## Selected passage
-- begin --
Wednesday, September 25, 2019

#268 / In My Cadillac

In late August, 2019, The New York Times ran an article on the front page of its business section: "Cadillac's Last Stand?

As the first line of the article said, "Few American brand names have ever achieved the stature of Cadillac, which was once so closely identified with excellence and status that it became shorthand for anything that was top of the line." 

Bob Dylan fans will undoubtedly remember his validation of this observation in "Talkin' World War III Blues," which was copyrighted in 1963:

Well, I seen a Cadillac window uptown
And there was nobody aroun’
I got into the driver’s seat
And I drove down 42nd Street
In my Cadillac. Good car to drive after a war

Like Dylan says, a Cadillac was "a good car to drive." That was true "after a war," and maybe pretty much anytime! A Cadillac, in fact, was probably better than "good."  I think that The Times is right about the meaning of that Cadillac name. In the late 1950s and early 1960s, after the end of World War II, and as we were waiting around for World War III, almost everyone would have said that a Cadillac was the best car to drive!
-- end --
## Requests
(a) Reproduce a portion of the Cadillac post word for word, beginning at the words "Well, I seen" and ending after the words "car to drive!".
(b) Answer these questions from the Cadillac post:
(i) In what year was "Talkin' World War III Blues" copyrighted?
(ii) Where in The New York Times did the article about Cadillac appear?
(iii) Which street does the singer drive down in the quoted lyrics?
The items that follow were gathered from a separate source.

## Records provided
-- begin --
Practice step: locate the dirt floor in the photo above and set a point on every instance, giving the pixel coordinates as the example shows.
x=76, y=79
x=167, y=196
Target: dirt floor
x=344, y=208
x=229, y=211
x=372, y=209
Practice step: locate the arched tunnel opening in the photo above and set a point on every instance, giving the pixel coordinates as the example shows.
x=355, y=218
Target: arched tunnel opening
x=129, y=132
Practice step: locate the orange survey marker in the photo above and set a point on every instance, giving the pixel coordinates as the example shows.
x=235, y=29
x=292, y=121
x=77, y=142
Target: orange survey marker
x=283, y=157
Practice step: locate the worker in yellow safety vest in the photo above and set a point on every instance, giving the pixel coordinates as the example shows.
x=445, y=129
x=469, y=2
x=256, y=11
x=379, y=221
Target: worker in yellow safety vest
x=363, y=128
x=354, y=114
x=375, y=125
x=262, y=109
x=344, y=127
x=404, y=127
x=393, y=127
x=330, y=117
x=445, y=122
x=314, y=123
-- end --
## Task-by-task solutions
(a)
Well, I seen a Cadillac window uptown
And there was nobody aroun’
I got into the driver’s seat
And I drove down 42nd Street
In my Cadillac. Good car to drive after a war

Like Dylan says, a Cadillac was "a good car to drive." That was true "after a war," and maybe pretty much anytime! A Cadillac, in fact, was probably better than "good."  I think that The Times is right about the meaning of that Cadillac name. In the late 1950s and early 1960s, after the end of World War II, and as we were waiting around for World War III, almost everyone would have said that a Cadillac was the best car to drive!

(b)
(i) 1963
(ii) On the front page of its business section
(iii) 42nd Street